**PROBLEM STATEMENT**:
Start at the line in the entries below that contains "For the site audit, find each instance of the window", stop at the line that contains "pillow and record one point per instance.", and output exactly the lines in that span, both ends included.

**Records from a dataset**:
* * * * *
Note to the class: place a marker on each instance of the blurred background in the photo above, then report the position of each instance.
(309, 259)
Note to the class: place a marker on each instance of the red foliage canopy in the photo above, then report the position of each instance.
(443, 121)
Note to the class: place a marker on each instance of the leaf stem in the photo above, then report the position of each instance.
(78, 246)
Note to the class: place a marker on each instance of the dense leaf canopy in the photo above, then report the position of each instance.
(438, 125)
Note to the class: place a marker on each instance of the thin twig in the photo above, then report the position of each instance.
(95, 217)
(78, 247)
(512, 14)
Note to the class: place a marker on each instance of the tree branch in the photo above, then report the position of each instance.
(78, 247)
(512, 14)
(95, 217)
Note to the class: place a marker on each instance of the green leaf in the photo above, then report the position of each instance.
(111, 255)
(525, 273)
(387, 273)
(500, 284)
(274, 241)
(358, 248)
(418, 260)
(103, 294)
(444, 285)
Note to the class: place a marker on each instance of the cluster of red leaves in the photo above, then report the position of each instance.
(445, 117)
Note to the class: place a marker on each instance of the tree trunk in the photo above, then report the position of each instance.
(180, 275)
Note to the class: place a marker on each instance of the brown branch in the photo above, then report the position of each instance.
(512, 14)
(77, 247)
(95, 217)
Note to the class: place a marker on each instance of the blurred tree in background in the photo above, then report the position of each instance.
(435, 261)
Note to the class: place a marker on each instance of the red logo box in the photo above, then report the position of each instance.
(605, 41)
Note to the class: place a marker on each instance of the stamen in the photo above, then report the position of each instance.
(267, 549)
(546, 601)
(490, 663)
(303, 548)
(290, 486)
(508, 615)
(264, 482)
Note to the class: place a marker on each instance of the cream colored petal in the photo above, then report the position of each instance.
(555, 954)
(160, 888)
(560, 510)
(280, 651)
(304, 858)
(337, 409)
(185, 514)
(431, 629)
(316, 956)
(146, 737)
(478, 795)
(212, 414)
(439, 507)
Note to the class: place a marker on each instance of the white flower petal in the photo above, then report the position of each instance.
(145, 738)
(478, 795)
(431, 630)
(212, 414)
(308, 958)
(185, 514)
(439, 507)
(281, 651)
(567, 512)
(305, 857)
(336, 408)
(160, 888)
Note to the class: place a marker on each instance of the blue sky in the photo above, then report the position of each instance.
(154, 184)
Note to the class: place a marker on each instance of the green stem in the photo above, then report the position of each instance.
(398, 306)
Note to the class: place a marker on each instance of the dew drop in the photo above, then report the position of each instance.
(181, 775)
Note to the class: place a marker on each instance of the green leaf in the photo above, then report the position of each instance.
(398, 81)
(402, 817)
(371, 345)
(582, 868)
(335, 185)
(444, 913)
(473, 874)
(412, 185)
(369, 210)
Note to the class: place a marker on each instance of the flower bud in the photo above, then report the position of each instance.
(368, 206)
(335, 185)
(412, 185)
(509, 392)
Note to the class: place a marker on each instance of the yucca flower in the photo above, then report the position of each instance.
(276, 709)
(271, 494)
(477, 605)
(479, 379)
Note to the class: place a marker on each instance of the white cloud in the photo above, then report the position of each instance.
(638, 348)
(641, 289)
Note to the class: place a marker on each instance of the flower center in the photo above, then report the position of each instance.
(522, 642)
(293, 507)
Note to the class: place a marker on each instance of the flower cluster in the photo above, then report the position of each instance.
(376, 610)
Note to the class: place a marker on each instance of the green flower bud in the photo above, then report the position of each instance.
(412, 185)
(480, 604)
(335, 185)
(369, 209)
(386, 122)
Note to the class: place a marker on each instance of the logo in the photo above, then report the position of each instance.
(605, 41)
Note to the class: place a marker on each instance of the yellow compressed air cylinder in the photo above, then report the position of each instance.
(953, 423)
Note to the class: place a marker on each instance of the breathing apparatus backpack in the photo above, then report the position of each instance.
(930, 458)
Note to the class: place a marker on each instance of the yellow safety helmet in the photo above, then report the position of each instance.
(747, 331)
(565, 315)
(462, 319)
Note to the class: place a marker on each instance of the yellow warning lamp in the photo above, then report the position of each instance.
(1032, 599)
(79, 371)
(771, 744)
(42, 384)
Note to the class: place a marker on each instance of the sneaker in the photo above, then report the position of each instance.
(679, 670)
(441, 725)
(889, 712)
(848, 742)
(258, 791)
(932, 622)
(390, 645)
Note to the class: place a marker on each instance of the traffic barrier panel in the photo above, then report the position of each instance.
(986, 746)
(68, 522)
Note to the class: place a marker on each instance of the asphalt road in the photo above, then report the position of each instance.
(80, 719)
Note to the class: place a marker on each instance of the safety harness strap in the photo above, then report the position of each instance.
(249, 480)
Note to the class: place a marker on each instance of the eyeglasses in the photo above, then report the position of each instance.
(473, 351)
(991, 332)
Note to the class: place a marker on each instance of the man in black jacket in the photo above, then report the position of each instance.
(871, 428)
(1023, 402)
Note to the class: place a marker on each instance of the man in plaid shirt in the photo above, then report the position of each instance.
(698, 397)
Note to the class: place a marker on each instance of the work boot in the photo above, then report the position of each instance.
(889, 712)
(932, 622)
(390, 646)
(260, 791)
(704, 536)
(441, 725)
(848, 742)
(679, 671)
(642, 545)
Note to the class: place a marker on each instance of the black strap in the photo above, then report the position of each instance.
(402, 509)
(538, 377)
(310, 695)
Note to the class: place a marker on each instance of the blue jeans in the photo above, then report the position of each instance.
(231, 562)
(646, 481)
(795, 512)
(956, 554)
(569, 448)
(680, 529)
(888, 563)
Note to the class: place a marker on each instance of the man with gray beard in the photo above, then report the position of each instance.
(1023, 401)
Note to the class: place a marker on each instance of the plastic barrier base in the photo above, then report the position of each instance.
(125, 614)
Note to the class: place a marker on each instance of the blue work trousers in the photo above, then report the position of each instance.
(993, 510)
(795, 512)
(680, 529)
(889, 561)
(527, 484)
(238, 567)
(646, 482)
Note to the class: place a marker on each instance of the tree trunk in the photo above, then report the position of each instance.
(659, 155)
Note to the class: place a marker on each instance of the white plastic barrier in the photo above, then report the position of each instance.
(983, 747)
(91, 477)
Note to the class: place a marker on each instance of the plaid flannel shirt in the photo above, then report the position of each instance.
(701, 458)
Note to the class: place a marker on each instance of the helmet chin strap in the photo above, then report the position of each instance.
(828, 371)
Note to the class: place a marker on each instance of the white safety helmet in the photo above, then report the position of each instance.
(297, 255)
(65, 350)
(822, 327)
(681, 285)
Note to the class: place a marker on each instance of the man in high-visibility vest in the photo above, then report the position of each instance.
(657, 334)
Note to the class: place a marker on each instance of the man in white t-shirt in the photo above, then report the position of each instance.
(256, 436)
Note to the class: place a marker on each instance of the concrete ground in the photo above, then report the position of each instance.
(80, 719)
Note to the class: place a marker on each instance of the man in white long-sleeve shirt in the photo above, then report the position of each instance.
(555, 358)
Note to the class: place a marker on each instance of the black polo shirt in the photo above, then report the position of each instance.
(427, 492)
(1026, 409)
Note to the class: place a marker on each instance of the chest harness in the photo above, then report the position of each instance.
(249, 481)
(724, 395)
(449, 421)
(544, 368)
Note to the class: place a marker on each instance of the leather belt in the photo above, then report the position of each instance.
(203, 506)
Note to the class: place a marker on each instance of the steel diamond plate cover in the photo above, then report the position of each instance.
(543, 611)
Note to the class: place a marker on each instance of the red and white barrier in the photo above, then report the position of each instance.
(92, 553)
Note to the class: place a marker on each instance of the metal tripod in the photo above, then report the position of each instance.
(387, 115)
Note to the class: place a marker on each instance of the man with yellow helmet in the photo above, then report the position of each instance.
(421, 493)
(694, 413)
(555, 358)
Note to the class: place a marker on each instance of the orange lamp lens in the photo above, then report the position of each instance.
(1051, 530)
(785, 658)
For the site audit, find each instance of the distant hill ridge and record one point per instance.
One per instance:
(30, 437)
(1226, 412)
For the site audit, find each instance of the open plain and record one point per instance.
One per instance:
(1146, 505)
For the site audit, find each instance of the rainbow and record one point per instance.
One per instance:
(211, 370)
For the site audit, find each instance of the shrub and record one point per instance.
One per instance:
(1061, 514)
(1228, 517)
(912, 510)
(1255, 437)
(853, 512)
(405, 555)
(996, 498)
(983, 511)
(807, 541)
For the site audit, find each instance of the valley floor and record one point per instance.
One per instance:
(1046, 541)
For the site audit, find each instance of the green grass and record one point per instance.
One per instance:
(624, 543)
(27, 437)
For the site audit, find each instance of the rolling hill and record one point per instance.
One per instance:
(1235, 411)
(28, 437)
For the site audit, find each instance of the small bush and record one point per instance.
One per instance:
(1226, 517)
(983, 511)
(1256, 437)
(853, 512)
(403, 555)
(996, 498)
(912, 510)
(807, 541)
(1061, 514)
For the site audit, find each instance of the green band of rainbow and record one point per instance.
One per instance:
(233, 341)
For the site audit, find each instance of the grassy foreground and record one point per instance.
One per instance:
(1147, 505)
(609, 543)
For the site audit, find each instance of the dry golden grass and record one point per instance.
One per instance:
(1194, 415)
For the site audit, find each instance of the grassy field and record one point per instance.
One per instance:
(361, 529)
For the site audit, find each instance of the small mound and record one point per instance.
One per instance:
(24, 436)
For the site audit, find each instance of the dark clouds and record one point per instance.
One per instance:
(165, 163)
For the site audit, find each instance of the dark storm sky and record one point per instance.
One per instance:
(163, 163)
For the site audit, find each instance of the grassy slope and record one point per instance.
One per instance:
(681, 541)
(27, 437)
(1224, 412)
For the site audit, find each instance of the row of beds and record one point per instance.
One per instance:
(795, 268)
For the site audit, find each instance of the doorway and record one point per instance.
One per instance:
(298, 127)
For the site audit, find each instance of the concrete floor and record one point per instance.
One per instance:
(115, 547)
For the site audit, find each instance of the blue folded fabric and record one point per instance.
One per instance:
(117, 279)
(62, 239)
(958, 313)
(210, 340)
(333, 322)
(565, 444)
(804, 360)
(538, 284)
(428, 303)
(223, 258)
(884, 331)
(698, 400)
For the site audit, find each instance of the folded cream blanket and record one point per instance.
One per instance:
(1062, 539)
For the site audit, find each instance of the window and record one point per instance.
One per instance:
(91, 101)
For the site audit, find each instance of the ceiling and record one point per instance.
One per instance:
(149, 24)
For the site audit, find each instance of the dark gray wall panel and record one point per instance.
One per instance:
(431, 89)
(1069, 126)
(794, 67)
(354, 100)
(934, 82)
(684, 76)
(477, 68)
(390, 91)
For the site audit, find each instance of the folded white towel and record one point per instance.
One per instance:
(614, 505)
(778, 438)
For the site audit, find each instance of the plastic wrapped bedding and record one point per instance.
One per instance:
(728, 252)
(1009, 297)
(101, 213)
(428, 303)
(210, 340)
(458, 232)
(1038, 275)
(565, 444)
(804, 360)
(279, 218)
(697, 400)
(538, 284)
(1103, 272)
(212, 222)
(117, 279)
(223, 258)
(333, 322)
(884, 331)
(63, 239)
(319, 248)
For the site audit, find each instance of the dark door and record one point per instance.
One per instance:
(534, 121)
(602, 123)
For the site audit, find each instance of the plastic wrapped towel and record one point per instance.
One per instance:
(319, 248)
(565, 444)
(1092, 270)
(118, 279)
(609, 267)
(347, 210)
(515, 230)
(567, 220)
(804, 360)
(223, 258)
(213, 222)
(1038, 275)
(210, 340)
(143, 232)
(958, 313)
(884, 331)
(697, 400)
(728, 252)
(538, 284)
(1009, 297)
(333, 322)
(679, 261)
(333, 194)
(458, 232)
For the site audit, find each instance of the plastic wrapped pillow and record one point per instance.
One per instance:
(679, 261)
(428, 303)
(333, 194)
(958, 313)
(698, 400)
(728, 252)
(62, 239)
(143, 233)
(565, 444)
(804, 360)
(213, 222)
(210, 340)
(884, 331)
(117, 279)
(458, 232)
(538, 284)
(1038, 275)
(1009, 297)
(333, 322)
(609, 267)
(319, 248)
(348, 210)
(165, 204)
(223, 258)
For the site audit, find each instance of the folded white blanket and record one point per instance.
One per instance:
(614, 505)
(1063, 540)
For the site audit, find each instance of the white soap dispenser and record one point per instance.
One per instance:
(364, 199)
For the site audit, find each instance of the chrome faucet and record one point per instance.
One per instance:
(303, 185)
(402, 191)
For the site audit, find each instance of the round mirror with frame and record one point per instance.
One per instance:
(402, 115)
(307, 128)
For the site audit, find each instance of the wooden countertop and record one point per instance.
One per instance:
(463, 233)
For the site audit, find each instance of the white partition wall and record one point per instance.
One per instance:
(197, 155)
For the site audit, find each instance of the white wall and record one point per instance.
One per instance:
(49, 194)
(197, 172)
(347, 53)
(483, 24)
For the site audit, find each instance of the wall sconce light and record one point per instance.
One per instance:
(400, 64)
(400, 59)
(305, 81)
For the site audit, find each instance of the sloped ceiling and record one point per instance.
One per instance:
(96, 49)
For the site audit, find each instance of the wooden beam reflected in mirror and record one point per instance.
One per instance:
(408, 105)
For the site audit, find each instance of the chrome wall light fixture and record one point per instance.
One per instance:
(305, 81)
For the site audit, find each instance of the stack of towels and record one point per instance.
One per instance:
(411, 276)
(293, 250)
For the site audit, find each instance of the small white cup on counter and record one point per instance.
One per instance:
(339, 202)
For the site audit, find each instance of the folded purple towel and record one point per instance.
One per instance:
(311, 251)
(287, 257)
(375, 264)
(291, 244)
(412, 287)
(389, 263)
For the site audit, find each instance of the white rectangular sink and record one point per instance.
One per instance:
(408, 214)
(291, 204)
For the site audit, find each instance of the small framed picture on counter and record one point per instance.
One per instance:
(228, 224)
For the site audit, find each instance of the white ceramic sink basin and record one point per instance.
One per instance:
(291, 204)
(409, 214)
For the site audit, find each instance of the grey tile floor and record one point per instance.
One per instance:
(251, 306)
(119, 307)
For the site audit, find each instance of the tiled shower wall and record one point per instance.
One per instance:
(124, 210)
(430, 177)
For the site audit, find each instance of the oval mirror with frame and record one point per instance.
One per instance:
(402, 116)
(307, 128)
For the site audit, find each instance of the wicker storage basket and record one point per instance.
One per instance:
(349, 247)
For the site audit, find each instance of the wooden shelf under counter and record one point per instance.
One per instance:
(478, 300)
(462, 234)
* * * * *
**COMPLETED TASK**:
For the site audit, find each instance of the window and record one point per instance.
One per instance:
(91, 101)
For the site audit, find each instance of the ceiling and record one point per instance.
One per instance:
(149, 24)
For the site audit, find each instance of the dark gray wall panel and record one point per instance.
One per instance:
(431, 89)
(1069, 126)
(794, 67)
(354, 100)
(934, 82)
(684, 76)
(477, 68)
(390, 91)
For the site audit, find each instance of the folded white towel and record one point per instance.
One per instance:
(614, 505)
(778, 438)
For the site audit, find each instance of the plastic wrapped bedding and record one point per instance.
One per instance:
(728, 252)
(1009, 297)
(101, 213)
(428, 303)
(210, 340)
(458, 232)
(1038, 275)
(565, 444)
(804, 360)
(279, 218)
(697, 400)
(538, 284)
(1103, 272)
(212, 222)
(117, 279)
(223, 258)
(333, 322)
(884, 331)
(63, 239)
(319, 248)
For the site audit, find each instance of the dark door and record one point per instance.
One per instance:
(534, 121)
(602, 123)
For the site audit, find each instance of the plastic wrapped towel and record one point per instance.
One per instance:
(319, 248)
(565, 444)
(1092, 270)
(118, 279)
(609, 267)
(347, 210)
(515, 230)
(567, 220)
(804, 360)
(223, 258)
(213, 222)
(1038, 275)
(210, 340)
(143, 232)
(958, 313)
(884, 331)
(697, 400)
(728, 252)
(538, 284)
(1009, 297)
(333, 322)
(679, 261)
(333, 194)
(458, 232)
For the site audit, find each instance of the plastic wrapped pillow and record one point per instance.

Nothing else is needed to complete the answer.